→ TRAVAUX:
a. Recopiez mot pour mot le passage de l'article sur la collecte de la ferraille qui commence par « La mise au rebut » et va jusqu'à « acquérir la ferraille. ».
b. D'après l'article sur la collecte de la ferraille, quel âge a Ansou ?

→ BLOC DE TEXTE:
▬▬▬▬▬▬
La Collecte de la ferraille, autrefois prisée pour les revenus conséquents qu’elles pouvaient éventuellement engendrer, la filière n’attire plus. Ah oui ! La collecte puis la commercialisation de la ferraille constitue la principale activité d’une frange de la population sénégalaise. [Dossier sur le fer (1/3] Collecte de la ferraille: Quand le métier ne fait plus vivre son homme
Collecte de la ferraille
Quelques rares jeunes s’y activent, faute de trouver mieux. Mains encrassées, habits complètement noircis, casquette vissée sur la tête, Ansou alerte, à la criée.
A bord de sa charrette, le jeune homme acte sa présence, dans les différents quartiers de Fass Mbao. Son appel imposant interpelle. Sa voix rauque aidant. « Je suis à la recherche de vieux frigidaires, téléviseurs, ventilateurs, toute matière contenant du fer ».
La mimique qui accompagne sa clameur distrait une cohorte d’enfants, encore au bel âge, qui s’amusent à l’imiter. Sur fond de rigolades, les gamins suivent la charrette et répètent aux mots les appels d’Ansou. Si les bambins jouent, Ansou lui, s’active pour gagner sa vie.
La mise au rebut des métaux et leur recyclage constituent sa principale activité lucrative. Tous les jours, le jeune homme sillonne les quartiers de la banlieue de Dakar, à la recherche de la ferraille.
Ansou est accompagné par Modou. Les deux jeunes hommes se sont répartis les tâches. Le premier conduit la charrette et attire en même temps l’attention de potentiels vendeurs et Modou se charge de marchander et de s’introduire éventuellement dans les demeures pour jauger et acquérir la ferraille.
Quand le métier ne fait plus vivre son homme
Son uniforme est agrémenté de bric et de broc, chaussures de sport, foulard autour du front, tee-shirt déchiré, sa figure ronde mal rasée se fend d’un large sourire, à chaque fois besoin est de convaincre un vendeur, à céder son vieux matos.
« C’est un travail plutôt salissant. Nous sommes en contact permanent avec de la ferraille, des moteurs usés, des chaises inutilisées, des marmites gâtées, des morceaux de carrosserie acquis entre 500 et 1500 F Cfa, c’est selon », souligne Ansou. Ce dernier âgé de 25 ans n’en demeure pas moins très expérimenté dans ce métier.
Tout petit, il accompagnait son oncle qui s’adonnait à la même activité. C’est par la suite qu’il acquiert un cheval, commande une charrette et embauche son ami Modou.
▬▬▬▬▬▬
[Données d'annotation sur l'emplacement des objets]
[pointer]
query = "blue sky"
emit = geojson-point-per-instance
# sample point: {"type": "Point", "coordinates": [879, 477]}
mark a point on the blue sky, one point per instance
▬▬▬▬▬▬
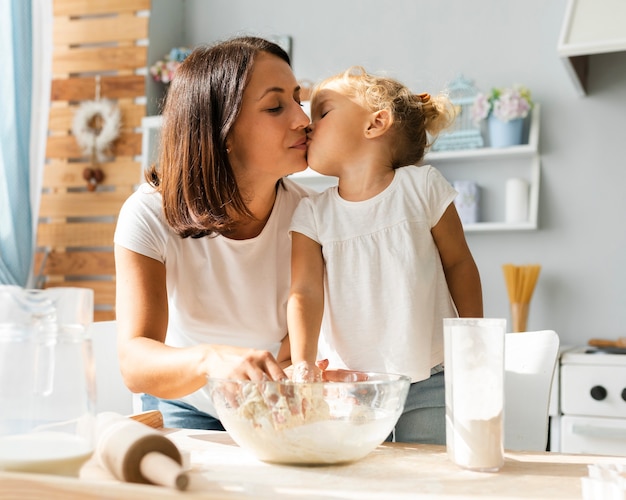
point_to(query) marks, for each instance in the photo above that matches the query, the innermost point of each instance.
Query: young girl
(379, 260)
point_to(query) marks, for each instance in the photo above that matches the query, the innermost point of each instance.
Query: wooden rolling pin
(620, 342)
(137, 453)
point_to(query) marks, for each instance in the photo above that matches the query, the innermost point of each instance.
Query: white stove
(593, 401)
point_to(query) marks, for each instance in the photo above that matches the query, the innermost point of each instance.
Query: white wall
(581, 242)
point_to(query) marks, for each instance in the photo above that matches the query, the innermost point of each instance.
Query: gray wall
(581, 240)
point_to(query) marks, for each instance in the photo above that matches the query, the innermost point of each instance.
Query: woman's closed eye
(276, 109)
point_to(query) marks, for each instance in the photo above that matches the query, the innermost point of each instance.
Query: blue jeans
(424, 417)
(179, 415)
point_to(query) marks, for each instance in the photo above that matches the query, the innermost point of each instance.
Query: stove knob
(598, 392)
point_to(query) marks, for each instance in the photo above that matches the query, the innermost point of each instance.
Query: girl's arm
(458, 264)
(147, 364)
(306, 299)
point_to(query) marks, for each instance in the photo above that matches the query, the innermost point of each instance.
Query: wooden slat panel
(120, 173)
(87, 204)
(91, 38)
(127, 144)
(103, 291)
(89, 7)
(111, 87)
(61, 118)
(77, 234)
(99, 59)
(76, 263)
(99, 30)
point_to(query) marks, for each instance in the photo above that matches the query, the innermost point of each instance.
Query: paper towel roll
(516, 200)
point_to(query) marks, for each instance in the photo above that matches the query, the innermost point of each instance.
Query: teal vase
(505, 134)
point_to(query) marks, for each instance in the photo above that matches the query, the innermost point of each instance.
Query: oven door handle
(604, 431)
▬▬▬▬▬▬
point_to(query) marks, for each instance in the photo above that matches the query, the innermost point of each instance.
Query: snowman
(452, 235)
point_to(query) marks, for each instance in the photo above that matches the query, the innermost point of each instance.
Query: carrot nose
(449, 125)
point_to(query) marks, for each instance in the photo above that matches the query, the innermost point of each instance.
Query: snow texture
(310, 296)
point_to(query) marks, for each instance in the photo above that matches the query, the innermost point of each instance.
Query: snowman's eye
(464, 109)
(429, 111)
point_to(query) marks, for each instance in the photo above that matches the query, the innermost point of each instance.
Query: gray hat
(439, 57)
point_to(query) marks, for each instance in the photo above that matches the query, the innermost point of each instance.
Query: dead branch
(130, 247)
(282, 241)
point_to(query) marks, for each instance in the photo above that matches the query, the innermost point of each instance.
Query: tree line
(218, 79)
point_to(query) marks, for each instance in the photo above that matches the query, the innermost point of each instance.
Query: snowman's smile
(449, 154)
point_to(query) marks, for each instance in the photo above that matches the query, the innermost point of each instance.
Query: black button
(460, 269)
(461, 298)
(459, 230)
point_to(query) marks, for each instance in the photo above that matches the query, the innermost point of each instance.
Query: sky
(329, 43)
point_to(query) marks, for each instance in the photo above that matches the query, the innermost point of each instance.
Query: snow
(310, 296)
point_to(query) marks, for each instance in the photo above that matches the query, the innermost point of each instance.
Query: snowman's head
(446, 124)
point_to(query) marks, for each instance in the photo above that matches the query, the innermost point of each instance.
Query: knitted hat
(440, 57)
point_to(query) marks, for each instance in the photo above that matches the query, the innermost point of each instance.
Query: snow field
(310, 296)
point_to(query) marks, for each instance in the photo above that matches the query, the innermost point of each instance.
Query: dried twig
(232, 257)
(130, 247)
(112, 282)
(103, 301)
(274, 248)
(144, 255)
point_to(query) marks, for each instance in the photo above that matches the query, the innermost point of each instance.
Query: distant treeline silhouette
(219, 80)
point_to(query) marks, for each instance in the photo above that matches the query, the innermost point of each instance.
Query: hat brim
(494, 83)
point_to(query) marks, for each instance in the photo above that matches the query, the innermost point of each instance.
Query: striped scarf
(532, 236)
▬▬▬▬▬▬
→ RÉPONSES:
a.
La mise au rebut des métaux et leur recyclage constituent sa principale activité lucrative. Tous les jours, le jeune homme sillonne les quartiers de la banlieue de Dakar, à la recherche de la ferraille.
Ansou est accompagné par Modou. Les deux jeunes hommes se sont répartis les tâches. Le premier conduit la charrette et attire en même temps l’attention de potentiels vendeurs et Modou se charge de marchander et de s’introduire éventuellement dans les demeures pour jauger et acquérir la ferraille.

b. Ansou a 25 ans.